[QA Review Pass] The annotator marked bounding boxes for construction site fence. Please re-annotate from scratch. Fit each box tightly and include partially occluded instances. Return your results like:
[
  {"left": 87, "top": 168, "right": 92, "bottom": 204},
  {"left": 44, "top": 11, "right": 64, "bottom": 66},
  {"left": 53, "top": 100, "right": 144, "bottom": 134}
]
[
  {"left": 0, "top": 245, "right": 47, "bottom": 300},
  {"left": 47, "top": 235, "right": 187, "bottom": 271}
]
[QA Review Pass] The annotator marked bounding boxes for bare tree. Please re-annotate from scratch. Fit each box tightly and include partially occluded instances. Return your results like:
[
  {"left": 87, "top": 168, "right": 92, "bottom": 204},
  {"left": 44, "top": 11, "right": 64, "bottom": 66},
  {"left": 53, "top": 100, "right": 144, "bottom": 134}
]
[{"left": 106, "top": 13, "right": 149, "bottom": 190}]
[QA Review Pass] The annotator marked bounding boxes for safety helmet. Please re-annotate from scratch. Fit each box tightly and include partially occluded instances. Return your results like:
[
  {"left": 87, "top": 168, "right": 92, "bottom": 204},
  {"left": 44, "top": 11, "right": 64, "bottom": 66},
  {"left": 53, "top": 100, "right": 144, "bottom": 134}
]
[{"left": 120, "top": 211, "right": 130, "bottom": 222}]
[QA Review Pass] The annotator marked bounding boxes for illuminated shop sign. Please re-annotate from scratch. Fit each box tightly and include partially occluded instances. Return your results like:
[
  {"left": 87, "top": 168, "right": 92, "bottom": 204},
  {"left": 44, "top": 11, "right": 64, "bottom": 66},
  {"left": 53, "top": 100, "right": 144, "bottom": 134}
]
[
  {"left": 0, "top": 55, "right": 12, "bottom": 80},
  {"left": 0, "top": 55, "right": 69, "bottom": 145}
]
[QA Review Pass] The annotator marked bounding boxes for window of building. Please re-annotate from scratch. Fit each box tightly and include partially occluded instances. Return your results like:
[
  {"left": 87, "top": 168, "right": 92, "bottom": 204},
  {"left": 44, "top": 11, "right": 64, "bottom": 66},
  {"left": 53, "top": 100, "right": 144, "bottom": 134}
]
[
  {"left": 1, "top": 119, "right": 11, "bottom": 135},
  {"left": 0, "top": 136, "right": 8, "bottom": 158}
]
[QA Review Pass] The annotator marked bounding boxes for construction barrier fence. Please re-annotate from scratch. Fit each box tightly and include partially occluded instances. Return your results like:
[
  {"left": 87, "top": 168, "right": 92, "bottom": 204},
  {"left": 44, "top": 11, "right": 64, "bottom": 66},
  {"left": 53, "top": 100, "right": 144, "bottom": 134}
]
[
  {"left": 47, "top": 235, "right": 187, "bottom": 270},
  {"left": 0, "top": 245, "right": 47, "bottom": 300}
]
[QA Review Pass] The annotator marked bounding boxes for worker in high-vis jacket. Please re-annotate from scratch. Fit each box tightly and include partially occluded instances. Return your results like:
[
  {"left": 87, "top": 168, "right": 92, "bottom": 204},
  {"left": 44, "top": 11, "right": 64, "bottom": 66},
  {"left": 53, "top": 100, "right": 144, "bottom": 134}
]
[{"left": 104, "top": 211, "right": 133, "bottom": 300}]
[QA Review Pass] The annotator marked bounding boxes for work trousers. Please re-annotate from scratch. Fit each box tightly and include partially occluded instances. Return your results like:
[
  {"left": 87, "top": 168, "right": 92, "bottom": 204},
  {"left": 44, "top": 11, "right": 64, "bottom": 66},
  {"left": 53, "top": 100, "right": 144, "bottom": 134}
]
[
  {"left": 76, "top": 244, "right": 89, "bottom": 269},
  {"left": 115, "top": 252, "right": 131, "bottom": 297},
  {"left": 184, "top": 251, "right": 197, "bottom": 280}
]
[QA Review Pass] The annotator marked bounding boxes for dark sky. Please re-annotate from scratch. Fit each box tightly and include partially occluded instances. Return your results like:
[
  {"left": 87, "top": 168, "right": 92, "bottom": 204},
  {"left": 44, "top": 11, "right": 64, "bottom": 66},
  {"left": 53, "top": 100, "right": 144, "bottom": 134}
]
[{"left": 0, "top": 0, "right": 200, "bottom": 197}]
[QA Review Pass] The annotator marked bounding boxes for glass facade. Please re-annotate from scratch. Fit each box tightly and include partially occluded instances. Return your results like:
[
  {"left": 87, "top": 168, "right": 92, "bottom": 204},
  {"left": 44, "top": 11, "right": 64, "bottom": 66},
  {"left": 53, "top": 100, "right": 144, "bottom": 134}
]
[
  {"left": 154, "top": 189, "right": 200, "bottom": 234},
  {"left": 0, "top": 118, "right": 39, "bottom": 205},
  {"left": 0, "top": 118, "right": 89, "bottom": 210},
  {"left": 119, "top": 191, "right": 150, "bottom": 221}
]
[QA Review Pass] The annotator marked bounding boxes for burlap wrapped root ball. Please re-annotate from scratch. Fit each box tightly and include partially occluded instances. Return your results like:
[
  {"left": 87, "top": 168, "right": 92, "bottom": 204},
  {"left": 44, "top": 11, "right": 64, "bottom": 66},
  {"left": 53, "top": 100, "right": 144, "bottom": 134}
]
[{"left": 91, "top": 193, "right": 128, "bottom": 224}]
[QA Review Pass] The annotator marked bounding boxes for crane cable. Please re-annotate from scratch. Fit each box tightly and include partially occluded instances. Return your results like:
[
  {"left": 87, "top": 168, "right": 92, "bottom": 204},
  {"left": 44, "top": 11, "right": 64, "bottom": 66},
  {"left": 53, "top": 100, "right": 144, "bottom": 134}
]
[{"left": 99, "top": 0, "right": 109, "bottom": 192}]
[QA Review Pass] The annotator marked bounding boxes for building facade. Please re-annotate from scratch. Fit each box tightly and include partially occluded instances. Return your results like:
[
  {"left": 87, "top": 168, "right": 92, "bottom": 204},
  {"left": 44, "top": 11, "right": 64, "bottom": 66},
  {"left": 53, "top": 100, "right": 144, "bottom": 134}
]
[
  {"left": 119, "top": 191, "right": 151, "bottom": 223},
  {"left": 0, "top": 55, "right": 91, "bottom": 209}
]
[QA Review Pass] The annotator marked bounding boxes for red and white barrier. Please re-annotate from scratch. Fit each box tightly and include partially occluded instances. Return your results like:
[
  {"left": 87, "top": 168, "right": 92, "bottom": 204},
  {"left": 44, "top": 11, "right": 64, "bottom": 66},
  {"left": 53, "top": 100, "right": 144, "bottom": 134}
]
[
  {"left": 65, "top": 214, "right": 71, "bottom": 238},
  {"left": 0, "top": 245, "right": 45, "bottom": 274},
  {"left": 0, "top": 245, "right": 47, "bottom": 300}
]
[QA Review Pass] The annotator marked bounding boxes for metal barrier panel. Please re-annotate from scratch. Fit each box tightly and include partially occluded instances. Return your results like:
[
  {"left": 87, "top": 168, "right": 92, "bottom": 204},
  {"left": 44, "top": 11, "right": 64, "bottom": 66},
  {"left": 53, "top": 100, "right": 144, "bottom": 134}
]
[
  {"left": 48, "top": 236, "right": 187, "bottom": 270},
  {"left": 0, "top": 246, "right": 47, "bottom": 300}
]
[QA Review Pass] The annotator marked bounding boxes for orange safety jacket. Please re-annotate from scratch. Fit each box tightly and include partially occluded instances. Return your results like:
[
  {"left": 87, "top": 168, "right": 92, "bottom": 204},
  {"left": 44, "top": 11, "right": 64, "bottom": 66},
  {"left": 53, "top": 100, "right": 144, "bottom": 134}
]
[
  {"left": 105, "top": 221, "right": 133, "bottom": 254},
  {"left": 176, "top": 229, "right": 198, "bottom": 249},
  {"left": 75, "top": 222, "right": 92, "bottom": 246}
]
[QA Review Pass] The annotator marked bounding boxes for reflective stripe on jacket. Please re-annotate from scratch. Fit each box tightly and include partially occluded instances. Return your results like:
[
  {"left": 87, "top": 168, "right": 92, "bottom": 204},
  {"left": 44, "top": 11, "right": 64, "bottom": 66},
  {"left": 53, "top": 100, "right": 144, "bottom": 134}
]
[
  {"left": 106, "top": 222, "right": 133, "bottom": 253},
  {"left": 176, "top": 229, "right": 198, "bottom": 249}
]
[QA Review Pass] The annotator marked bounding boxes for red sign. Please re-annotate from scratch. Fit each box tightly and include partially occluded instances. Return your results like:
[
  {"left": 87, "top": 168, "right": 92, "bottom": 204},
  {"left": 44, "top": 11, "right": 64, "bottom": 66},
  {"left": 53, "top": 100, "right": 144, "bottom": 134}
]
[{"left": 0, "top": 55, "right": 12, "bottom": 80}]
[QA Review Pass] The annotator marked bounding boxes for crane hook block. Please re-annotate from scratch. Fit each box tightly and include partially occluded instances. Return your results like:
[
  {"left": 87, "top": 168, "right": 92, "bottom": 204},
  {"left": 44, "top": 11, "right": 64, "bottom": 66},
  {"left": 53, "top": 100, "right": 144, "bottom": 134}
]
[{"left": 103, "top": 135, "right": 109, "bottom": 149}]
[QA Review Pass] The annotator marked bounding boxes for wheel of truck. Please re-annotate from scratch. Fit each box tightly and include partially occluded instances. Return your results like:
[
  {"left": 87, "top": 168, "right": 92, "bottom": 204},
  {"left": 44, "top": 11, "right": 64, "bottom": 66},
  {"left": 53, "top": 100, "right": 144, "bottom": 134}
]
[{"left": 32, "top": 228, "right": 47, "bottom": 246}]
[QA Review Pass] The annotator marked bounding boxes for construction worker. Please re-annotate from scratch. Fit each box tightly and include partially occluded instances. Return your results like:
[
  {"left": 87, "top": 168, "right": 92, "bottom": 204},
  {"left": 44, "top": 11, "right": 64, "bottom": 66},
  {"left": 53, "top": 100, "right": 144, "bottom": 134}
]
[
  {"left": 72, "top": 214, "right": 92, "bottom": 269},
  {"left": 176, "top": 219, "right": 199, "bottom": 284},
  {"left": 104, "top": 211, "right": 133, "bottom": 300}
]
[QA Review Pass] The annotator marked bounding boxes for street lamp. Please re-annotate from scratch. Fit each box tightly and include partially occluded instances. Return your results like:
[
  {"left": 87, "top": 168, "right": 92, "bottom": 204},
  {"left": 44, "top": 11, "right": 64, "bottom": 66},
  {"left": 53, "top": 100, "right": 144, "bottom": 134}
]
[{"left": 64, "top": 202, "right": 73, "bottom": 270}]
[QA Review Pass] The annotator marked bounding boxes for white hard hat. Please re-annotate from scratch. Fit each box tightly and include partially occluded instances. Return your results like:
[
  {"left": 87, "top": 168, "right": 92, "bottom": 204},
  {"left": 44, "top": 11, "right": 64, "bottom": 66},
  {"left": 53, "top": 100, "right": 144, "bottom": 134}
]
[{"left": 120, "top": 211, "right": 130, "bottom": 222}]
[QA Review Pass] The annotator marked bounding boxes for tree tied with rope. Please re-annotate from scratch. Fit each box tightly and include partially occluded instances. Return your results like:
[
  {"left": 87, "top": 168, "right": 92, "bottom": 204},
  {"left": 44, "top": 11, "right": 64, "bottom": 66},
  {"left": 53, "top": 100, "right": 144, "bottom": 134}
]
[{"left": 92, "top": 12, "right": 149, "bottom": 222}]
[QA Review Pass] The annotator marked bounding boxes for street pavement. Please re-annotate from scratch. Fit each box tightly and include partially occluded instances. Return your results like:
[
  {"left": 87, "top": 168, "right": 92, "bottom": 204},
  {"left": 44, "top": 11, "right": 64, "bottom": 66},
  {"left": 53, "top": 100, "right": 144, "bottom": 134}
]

> _Directions for this task_
Rewrite every line between the one containing "[QA Review Pass] The annotator marked bounding boxes for tree" and the end of the data, inclusive, and scale each bounding box coordinate in the answers by 1.15, rounding to whole numbers with halves going up. Keep all other text and numbers in those lines unchanged.

> _Exercise answer_
[QA Review Pass] The annotator marked bounding boxes for tree tied with rope. Please re-annotate from scratch. Fit each box tightly and include partially occluded instances. Return your results like:
[
  {"left": 87, "top": 168, "right": 92, "bottom": 204},
  {"left": 44, "top": 11, "right": 64, "bottom": 66},
  {"left": 53, "top": 100, "right": 144, "bottom": 134}
]
[{"left": 106, "top": 14, "right": 171, "bottom": 255}]
[QA Review Pass] The annotator marked bounding boxes for street pavement. Please re-annotate from scratch. Fit each box tightly and include partially occluded instances. Return your results like:
[
  {"left": 87, "top": 168, "right": 92, "bottom": 204},
  {"left": 44, "top": 11, "right": 64, "bottom": 66},
  {"left": 53, "top": 100, "right": 144, "bottom": 134}
]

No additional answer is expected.